§ **Description of the task**
Without including any pictures, retype exactly the lines from the top of the records through the line containing "Draw the outline of every instance of the curb", that final line included.

== Entries shown

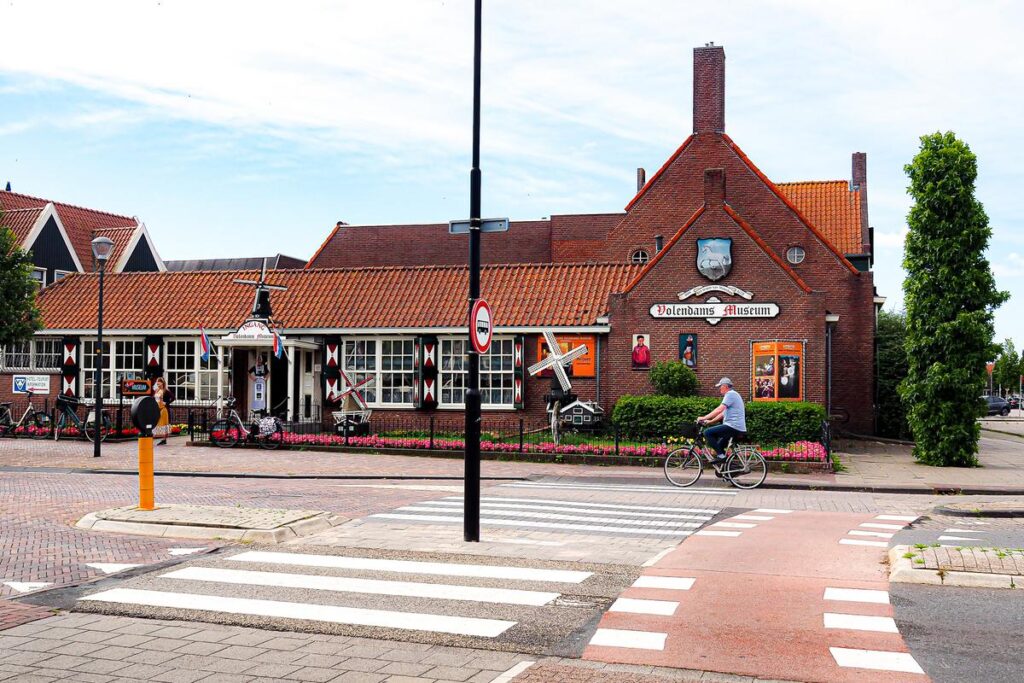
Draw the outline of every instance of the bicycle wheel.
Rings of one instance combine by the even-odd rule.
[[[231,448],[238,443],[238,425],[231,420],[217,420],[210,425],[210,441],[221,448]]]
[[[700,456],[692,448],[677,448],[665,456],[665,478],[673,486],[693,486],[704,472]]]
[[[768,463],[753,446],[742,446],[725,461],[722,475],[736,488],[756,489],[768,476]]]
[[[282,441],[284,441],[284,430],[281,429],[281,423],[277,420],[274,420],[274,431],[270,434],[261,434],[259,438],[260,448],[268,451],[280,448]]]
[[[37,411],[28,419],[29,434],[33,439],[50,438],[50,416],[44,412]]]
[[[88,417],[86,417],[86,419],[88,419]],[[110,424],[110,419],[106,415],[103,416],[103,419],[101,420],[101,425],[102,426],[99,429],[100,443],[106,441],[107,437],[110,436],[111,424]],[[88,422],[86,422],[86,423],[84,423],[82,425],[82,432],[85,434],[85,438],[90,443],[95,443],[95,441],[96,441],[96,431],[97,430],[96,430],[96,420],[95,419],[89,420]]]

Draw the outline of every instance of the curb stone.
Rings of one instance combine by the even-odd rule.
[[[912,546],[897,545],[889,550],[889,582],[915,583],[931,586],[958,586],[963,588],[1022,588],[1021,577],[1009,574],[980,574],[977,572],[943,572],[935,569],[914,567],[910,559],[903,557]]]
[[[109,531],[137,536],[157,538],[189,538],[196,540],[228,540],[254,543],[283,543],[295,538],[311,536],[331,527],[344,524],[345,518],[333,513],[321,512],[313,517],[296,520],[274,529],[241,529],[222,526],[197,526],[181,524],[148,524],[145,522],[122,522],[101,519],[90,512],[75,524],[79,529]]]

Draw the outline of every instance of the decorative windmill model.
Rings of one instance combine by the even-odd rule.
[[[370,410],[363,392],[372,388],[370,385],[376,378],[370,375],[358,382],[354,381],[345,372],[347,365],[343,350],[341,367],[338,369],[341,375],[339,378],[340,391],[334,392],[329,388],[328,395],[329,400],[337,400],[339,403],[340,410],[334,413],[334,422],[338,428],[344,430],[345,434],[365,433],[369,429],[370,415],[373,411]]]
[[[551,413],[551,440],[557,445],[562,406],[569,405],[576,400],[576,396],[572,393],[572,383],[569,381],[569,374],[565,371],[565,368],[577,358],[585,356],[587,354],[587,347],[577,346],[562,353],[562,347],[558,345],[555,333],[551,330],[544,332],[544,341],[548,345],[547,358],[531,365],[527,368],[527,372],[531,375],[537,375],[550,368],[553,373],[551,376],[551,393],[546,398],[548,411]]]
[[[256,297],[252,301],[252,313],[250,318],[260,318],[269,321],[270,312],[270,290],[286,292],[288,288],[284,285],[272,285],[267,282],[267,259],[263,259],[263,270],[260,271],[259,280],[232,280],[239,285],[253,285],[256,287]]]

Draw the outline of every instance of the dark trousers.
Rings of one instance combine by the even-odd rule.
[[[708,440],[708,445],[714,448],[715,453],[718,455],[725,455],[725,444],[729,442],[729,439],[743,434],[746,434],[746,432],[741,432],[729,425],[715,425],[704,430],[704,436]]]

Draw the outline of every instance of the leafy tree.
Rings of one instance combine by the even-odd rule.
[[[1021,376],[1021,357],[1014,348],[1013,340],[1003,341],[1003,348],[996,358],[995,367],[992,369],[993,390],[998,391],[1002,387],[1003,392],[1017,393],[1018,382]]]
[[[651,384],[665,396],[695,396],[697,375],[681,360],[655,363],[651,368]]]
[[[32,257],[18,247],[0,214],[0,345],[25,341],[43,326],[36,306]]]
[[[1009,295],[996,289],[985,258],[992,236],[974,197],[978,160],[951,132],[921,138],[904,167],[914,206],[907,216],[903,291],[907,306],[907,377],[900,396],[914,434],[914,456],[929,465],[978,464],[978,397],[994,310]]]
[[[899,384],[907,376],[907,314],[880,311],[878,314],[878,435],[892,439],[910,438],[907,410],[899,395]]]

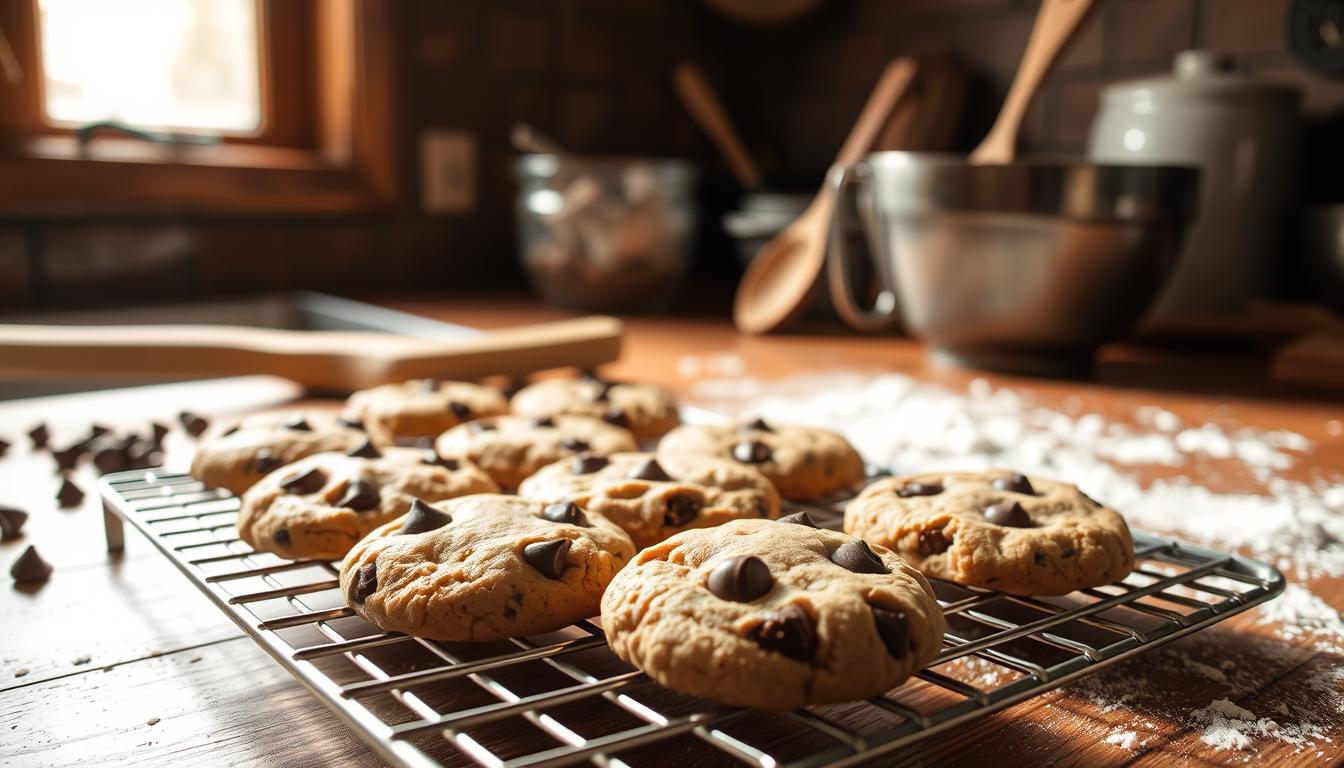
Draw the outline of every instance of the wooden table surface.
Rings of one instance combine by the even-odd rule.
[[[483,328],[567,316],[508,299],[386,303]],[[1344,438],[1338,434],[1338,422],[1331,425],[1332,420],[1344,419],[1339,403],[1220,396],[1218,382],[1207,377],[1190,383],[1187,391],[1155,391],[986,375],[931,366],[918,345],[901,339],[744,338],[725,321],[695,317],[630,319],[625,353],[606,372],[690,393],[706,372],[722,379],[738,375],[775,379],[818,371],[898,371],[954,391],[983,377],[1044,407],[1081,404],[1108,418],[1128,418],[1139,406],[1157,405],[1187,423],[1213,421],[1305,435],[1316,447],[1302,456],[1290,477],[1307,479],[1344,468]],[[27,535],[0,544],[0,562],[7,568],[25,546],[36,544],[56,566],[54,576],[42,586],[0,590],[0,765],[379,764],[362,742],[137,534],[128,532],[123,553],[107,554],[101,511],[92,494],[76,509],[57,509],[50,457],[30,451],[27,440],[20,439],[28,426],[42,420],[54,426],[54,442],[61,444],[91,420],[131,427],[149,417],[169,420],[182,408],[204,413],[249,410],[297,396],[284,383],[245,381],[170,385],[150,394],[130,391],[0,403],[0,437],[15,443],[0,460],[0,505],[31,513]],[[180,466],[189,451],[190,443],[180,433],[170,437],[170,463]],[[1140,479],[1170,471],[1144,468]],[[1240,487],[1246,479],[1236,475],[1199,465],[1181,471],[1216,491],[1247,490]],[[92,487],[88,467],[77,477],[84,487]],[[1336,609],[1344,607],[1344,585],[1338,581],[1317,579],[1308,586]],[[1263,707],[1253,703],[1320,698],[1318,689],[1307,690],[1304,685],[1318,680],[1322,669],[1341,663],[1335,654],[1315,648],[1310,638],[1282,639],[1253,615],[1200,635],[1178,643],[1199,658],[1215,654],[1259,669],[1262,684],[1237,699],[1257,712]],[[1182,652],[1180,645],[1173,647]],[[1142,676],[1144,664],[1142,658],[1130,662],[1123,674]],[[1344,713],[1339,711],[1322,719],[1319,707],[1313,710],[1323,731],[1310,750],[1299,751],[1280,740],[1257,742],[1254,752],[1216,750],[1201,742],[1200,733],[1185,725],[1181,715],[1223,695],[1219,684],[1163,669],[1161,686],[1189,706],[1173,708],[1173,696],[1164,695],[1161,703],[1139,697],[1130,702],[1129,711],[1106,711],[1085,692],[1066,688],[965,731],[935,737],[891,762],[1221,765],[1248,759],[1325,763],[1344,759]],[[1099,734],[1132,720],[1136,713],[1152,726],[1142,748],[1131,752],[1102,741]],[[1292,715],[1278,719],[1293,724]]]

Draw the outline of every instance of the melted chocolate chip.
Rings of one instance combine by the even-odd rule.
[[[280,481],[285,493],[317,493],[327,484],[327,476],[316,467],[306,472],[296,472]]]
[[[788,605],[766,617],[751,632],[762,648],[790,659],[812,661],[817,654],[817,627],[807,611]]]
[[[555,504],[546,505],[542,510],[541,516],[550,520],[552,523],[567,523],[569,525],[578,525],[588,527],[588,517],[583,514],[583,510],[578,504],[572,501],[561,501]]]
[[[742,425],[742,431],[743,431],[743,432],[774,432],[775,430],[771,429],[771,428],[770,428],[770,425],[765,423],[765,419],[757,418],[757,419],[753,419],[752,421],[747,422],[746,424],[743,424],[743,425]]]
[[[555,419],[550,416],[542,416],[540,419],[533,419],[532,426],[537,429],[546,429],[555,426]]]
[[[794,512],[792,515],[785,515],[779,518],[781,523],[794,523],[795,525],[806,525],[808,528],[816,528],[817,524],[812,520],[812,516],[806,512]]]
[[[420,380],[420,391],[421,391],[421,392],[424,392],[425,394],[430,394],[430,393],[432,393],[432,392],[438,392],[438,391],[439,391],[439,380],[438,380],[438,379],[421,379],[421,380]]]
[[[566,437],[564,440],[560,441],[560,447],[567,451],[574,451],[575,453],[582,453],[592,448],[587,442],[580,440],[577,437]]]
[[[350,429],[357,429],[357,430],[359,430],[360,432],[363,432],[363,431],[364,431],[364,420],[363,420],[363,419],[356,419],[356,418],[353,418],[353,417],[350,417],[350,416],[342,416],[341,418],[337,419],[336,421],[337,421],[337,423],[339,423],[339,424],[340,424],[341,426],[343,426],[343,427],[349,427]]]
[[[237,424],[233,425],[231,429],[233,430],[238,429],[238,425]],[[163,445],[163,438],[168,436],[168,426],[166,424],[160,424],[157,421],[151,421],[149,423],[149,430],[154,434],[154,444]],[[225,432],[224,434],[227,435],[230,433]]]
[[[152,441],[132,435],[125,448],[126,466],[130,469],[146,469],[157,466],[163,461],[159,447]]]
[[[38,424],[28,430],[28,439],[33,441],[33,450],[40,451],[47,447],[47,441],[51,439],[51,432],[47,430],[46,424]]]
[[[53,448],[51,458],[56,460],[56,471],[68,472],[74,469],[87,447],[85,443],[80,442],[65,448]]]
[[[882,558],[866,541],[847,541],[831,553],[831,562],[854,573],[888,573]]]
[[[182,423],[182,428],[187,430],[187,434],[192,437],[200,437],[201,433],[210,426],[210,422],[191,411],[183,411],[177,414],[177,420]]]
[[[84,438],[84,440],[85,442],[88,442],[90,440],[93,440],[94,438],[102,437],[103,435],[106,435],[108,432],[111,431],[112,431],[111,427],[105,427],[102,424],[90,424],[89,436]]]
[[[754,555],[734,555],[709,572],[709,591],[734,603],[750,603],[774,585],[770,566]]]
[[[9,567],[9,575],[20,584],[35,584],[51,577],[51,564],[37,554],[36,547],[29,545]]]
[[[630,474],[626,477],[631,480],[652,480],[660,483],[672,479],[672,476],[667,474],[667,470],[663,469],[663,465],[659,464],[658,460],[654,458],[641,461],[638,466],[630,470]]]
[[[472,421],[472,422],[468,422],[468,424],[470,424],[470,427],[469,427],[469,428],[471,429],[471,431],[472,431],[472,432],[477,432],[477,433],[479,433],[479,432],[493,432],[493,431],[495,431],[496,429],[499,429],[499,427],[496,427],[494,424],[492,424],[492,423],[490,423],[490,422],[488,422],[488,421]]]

====

§ **Written response**
Draw the outline of every instance of the bicycle wheel.
Rings of one instance combine by the even-odd rule.
[[[231,448],[238,443],[238,425],[231,420],[217,420],[210,425],[210,441],[221,448]]]
[[[700,456],[692,448],[677,448],[665,456],[665,478],[673,486],[693,486],[704,472]]]
[[[768,463],[753,446],[742,446],[725,461],[722,475],[736,488],[756,489],[768,476]]]
[[[282,441],[284,441],[284,430],[281,429],[281,423],[277,420],[274,420],[274,431],[270,434],[261,434],[259,438],[260,448],[268,451],[280,448]]]
[[[37,411],[28,419],[29,434],[33,439],[50,438],[50,416],[44,412]]]
[[[88,417],[86,417],[86,419],[88,419]],[[110,424],[110,419],[106,415],[103,416],[103,419],[101,420],[101,425],[102,426],[99,429],[100,443],[106,441],[107,437],[110,436],[111,424]],[[88,422],[86,422],[86,423],[84,423],[82,425],[82,432],[85,434],[85,438],[90,443],[95,443],[95,441],[96,441],[96,431],[97,430],[96,430],[96,420],[95,419],[89,420]]]

Draw the outline of every instance of the curb stone.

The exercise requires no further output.